> _Your task_
Repeat only the stretch of lines below that runs from the line with "Category: grassy field" through the line with "Category: grey boulder", unaltered.

(Records drawn from a dataset)
···
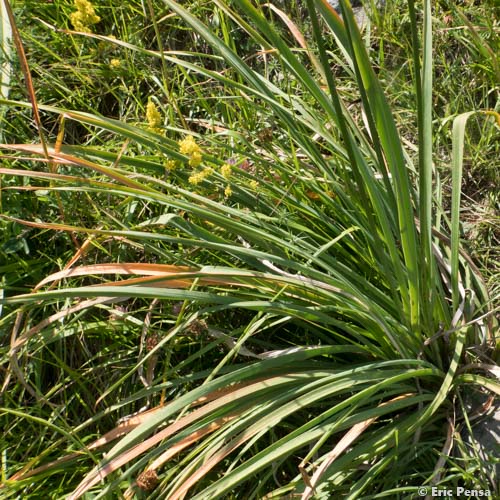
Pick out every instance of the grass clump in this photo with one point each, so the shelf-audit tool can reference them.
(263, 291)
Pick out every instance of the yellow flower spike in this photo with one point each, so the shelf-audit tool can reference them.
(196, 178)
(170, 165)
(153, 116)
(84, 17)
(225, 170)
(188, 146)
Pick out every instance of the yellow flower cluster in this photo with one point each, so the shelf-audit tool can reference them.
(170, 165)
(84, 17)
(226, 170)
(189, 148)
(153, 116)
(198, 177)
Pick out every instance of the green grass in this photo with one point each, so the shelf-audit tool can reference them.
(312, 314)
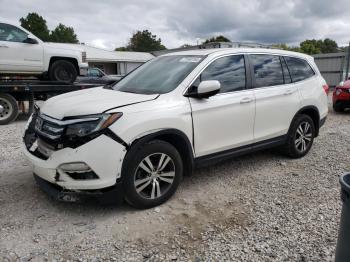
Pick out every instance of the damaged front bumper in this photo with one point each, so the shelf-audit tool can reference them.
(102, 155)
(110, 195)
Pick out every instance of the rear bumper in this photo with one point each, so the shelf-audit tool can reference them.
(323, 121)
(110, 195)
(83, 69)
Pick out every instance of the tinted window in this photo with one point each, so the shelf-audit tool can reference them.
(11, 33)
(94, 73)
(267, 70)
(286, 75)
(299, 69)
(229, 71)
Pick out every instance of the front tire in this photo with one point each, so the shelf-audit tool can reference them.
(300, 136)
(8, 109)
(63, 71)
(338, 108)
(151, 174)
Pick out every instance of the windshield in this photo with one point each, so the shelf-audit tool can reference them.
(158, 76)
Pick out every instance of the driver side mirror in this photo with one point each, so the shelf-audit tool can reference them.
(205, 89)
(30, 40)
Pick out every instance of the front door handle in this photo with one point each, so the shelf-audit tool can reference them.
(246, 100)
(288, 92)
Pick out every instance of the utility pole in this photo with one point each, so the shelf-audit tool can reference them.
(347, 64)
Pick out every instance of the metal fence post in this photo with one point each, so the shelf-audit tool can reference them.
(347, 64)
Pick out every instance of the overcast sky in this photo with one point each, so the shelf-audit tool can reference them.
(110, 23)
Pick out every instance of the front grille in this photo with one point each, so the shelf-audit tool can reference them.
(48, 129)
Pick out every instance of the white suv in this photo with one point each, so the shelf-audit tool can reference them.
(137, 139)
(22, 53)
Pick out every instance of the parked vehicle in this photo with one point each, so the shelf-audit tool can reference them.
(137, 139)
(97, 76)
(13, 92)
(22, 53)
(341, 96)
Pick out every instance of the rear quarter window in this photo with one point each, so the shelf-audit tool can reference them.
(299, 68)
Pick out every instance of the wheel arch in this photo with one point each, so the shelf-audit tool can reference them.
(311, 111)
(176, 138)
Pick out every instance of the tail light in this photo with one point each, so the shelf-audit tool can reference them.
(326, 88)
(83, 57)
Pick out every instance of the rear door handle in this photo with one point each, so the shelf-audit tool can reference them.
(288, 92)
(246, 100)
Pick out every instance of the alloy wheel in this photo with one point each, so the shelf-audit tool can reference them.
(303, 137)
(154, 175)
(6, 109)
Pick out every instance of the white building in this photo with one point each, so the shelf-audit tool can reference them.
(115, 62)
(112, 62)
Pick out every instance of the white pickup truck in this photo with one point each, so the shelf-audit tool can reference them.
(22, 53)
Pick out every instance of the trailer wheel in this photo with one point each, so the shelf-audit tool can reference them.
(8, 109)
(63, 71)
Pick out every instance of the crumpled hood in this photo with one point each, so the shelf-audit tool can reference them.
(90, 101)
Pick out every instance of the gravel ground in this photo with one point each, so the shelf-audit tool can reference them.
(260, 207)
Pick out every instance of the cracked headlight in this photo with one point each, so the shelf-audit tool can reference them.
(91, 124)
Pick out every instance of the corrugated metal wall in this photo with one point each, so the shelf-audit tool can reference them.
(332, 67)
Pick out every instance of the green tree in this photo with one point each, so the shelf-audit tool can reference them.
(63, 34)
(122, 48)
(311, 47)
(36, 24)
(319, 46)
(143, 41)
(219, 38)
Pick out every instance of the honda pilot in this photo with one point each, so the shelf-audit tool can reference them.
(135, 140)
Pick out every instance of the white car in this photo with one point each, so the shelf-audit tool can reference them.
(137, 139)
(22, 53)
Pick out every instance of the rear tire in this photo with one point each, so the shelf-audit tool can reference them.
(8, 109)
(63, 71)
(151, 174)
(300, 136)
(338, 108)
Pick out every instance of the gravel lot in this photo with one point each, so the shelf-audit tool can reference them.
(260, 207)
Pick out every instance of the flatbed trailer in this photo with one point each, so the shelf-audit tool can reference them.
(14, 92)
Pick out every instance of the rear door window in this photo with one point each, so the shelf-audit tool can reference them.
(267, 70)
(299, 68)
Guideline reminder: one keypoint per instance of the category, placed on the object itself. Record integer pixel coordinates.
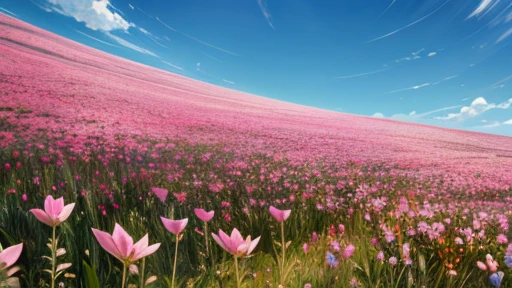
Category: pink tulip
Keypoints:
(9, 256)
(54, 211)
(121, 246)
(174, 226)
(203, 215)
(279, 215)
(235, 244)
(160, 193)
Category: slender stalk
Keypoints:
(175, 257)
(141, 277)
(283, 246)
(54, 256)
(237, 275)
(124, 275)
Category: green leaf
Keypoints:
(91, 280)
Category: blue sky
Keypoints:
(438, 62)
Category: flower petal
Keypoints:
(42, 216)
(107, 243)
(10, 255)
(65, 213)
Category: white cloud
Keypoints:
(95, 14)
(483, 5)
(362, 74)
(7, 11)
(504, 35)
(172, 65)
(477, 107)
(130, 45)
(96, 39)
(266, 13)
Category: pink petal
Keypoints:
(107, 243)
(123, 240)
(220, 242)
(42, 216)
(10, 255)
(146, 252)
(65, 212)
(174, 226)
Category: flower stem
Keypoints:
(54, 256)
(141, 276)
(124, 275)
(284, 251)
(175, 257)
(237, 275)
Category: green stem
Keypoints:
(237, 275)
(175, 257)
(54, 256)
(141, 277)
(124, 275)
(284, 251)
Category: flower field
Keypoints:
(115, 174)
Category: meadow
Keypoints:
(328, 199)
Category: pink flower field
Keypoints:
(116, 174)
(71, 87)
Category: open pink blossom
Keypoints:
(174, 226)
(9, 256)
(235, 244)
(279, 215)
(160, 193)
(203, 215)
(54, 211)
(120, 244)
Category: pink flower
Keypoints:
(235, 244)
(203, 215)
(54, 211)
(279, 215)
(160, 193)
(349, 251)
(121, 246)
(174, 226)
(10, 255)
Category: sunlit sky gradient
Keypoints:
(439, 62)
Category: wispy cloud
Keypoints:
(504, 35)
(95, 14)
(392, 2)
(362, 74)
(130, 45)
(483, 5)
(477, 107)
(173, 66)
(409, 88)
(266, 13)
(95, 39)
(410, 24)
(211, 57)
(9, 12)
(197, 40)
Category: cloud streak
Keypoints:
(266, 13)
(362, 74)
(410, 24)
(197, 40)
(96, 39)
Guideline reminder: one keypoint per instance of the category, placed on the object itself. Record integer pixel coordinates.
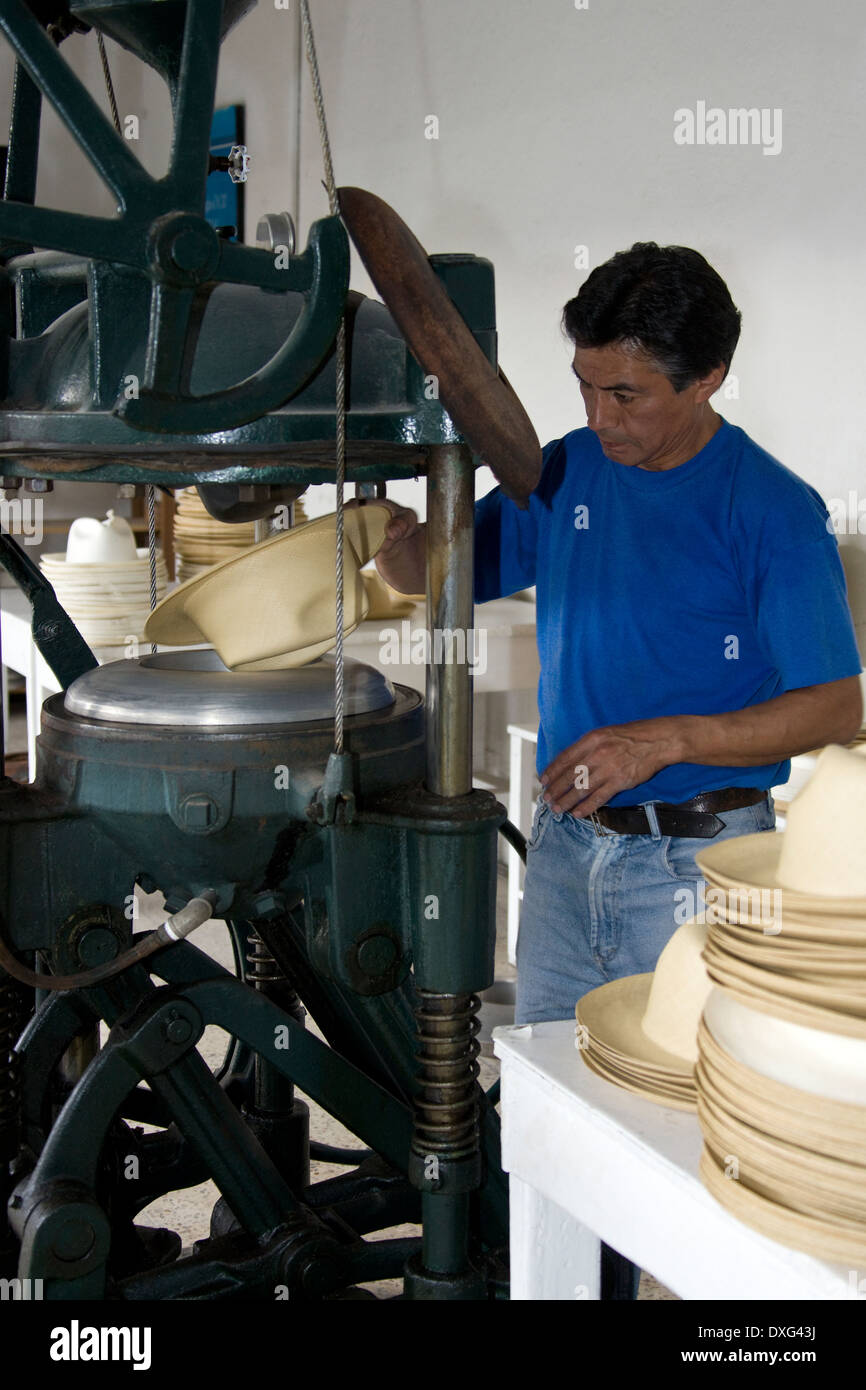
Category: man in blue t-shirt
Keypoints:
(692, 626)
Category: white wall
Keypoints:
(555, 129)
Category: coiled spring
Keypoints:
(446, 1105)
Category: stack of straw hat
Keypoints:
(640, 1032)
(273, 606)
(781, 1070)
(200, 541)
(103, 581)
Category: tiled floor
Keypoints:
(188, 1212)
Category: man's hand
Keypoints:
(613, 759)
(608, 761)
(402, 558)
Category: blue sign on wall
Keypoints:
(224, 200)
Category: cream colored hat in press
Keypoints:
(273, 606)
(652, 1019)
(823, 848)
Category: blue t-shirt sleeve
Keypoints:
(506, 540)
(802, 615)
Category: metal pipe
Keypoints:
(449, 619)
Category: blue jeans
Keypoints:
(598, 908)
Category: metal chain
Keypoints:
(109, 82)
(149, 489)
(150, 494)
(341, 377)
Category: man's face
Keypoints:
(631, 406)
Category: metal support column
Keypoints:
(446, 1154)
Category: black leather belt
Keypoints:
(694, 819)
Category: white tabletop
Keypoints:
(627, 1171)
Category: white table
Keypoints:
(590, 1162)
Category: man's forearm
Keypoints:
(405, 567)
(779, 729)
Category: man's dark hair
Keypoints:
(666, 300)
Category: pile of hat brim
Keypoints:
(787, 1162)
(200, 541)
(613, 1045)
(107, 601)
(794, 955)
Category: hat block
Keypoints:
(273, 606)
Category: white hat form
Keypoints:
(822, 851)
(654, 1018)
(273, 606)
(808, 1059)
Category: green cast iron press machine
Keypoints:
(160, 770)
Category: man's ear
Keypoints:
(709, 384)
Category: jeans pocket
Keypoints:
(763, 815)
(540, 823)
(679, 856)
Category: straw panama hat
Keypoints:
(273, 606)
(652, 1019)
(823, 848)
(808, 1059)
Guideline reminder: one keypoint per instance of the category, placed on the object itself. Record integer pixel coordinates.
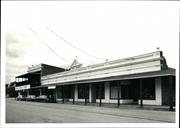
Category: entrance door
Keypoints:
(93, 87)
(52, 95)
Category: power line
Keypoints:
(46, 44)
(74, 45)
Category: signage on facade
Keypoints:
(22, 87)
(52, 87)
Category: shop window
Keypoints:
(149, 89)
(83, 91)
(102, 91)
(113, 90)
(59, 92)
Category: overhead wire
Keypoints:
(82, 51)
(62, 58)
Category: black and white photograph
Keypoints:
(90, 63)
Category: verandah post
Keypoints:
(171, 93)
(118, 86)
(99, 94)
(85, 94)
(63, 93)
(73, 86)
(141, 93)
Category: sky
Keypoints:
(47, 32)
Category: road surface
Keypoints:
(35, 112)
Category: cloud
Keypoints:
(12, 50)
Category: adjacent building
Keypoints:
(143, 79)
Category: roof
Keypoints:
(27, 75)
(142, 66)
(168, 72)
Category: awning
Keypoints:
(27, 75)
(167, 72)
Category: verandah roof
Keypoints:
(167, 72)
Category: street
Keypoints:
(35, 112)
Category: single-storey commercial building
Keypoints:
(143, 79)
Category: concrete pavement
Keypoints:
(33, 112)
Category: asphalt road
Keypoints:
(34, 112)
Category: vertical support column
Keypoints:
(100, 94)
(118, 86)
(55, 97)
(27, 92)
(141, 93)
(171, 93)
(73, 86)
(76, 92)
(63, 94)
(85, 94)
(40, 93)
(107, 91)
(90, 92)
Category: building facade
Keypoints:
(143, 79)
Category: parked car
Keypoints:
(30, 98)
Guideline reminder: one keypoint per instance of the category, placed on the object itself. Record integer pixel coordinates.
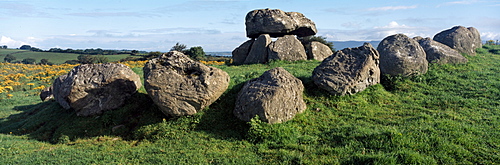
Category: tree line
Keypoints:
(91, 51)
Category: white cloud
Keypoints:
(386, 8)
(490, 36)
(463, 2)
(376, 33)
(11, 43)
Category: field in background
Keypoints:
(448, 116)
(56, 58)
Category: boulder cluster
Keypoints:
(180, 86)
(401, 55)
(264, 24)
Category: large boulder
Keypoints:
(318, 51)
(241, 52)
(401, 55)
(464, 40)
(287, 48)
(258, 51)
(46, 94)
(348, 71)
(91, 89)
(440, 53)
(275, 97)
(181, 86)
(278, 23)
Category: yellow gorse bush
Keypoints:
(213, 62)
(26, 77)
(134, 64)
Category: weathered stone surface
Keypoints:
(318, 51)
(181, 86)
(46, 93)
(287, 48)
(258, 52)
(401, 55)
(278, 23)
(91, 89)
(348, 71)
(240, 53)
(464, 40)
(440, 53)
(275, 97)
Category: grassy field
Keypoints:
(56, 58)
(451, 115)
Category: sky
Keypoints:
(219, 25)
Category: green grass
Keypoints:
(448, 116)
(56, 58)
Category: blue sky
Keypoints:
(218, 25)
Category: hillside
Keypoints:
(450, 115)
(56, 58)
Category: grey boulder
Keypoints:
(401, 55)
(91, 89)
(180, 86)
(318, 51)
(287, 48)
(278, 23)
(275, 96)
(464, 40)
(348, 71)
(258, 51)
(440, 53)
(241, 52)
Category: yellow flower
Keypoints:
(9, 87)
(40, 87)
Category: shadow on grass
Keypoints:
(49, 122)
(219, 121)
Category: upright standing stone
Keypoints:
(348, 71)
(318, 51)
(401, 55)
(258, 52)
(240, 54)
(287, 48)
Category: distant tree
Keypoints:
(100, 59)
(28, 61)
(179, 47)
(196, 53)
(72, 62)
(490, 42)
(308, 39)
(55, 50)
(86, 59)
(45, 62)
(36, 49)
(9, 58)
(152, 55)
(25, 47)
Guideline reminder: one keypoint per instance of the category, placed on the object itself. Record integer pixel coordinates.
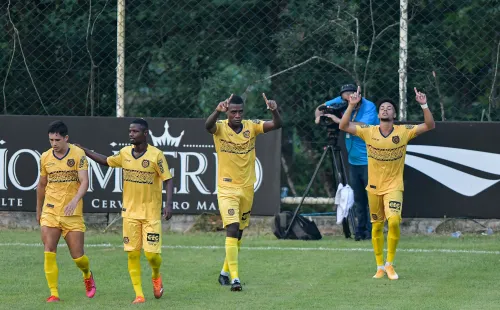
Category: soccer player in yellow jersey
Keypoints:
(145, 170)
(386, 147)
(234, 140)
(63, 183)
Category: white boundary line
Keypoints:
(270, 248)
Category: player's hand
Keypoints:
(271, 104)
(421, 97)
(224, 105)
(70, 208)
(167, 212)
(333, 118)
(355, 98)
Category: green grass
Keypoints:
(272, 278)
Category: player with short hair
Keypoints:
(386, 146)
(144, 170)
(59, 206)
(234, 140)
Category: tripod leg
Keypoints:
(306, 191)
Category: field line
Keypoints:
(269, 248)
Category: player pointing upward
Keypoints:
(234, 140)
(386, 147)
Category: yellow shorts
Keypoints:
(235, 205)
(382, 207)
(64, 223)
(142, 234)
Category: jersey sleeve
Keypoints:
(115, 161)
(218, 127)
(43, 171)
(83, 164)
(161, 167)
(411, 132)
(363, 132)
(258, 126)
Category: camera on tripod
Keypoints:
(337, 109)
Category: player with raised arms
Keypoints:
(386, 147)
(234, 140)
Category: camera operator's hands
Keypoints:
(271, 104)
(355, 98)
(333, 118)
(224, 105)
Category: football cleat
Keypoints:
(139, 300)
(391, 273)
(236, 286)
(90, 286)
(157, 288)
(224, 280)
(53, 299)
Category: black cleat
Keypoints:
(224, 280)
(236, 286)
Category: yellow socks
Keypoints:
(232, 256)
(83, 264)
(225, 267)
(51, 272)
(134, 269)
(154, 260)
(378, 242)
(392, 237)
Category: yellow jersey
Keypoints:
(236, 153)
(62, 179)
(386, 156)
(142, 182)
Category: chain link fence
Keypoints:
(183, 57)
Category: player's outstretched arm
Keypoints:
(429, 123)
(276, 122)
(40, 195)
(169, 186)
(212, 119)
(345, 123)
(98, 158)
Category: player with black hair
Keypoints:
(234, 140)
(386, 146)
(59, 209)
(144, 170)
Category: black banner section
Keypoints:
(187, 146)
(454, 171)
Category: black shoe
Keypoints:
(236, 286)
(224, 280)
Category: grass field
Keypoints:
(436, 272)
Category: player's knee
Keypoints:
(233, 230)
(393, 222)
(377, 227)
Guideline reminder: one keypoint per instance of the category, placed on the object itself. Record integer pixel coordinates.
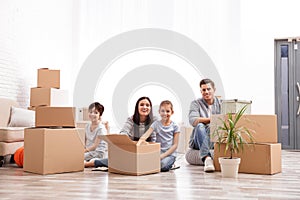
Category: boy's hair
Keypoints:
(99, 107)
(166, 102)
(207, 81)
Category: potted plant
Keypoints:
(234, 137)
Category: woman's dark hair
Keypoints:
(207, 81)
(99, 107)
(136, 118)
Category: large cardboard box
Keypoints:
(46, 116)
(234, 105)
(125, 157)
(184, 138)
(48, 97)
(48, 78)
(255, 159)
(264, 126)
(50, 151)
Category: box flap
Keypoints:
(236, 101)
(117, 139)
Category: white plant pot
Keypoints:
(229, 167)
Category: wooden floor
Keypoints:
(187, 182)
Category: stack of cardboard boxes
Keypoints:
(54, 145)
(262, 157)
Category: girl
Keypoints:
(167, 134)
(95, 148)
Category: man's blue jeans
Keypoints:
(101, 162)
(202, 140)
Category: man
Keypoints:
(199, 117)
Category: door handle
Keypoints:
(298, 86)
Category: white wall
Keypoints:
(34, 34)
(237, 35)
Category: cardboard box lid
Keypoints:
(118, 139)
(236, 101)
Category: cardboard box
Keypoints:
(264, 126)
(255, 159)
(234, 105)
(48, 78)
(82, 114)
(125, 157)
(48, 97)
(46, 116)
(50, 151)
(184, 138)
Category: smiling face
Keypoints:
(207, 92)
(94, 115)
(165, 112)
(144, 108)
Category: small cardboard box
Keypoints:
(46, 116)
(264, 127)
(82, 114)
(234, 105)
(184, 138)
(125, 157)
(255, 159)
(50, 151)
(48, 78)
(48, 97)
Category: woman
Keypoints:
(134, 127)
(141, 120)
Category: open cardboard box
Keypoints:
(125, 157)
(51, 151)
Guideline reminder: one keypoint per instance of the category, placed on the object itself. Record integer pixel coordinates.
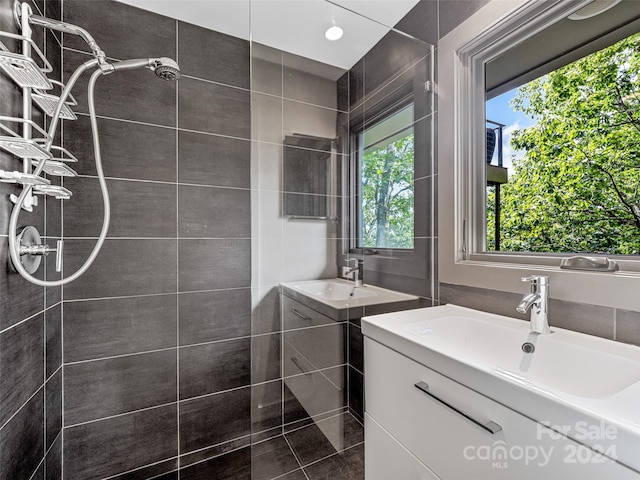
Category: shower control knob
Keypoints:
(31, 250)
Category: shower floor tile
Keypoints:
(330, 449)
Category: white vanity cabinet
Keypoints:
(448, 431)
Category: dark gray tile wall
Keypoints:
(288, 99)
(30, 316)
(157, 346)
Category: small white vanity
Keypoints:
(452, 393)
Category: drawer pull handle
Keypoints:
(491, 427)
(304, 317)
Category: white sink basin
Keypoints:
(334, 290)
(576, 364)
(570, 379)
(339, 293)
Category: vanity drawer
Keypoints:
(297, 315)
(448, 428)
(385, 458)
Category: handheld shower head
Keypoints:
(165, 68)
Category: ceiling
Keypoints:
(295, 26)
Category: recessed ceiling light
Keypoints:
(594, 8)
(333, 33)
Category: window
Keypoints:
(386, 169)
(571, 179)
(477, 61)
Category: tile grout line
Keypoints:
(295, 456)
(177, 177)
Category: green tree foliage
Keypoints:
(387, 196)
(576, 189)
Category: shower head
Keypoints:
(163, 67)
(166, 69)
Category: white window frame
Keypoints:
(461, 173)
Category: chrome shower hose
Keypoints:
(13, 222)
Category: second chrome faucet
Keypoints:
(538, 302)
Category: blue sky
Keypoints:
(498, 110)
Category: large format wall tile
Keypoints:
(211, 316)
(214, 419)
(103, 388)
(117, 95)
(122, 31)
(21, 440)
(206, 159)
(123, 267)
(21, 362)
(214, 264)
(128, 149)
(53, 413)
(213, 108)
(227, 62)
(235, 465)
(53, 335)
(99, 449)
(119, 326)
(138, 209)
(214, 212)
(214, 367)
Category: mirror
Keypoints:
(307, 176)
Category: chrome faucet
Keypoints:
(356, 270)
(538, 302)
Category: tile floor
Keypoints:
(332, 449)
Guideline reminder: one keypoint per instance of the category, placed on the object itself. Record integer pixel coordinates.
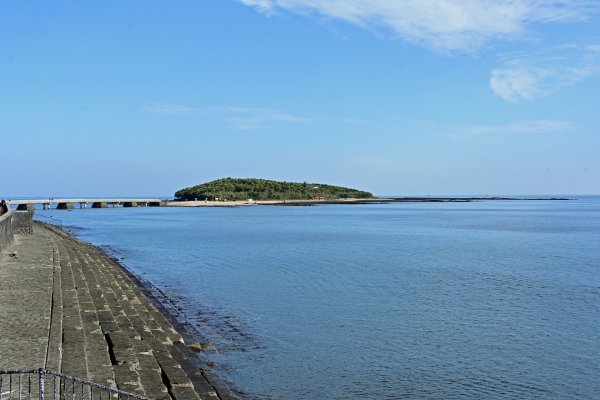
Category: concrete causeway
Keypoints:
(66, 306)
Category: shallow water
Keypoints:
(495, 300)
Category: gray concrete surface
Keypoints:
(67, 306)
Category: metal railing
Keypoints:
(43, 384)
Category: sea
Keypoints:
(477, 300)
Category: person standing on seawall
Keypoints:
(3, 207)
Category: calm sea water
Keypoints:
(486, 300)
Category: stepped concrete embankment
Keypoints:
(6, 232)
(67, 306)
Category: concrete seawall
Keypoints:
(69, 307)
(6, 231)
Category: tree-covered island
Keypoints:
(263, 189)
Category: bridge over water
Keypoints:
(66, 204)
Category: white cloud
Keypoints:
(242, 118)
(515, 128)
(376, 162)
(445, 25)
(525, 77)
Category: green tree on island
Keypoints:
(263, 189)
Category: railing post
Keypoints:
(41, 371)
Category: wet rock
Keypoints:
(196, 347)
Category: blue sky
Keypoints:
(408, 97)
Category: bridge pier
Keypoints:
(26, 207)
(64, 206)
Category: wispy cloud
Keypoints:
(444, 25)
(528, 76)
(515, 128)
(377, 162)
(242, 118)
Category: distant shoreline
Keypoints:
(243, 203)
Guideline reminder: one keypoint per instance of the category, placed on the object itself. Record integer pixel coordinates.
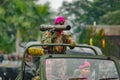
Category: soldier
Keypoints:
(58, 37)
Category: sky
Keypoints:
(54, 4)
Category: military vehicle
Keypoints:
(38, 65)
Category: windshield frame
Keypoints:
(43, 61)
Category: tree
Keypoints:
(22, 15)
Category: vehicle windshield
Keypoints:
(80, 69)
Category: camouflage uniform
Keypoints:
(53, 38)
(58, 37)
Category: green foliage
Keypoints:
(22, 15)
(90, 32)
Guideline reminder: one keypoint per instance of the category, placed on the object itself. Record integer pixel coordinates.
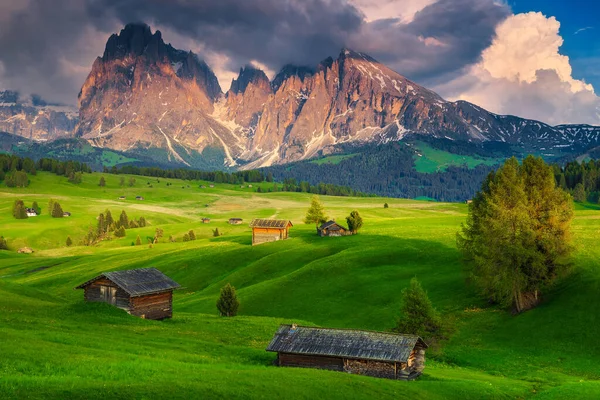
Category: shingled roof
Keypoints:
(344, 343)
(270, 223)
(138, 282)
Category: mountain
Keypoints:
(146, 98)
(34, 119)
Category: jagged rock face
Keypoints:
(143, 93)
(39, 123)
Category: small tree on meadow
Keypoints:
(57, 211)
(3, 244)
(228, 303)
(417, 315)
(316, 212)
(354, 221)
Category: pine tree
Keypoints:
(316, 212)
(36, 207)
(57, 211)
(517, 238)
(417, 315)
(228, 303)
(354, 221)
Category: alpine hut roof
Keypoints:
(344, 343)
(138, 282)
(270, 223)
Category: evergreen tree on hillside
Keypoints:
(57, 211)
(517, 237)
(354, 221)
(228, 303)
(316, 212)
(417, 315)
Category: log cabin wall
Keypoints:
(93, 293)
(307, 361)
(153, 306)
···
> _Task output_
Category: grassy field
Keypoints:
(56, 58)
(451, 115)
Category: sky
Keypoints:
(219, 25)
Category: green grass
Keypoints:
(448, 116)
(56, 58)
Category: blue sky
Keypoints:
(218, 25)
Category: hillside
Keypoints:
(450, 115)
(56, 58)
Category: grey boulder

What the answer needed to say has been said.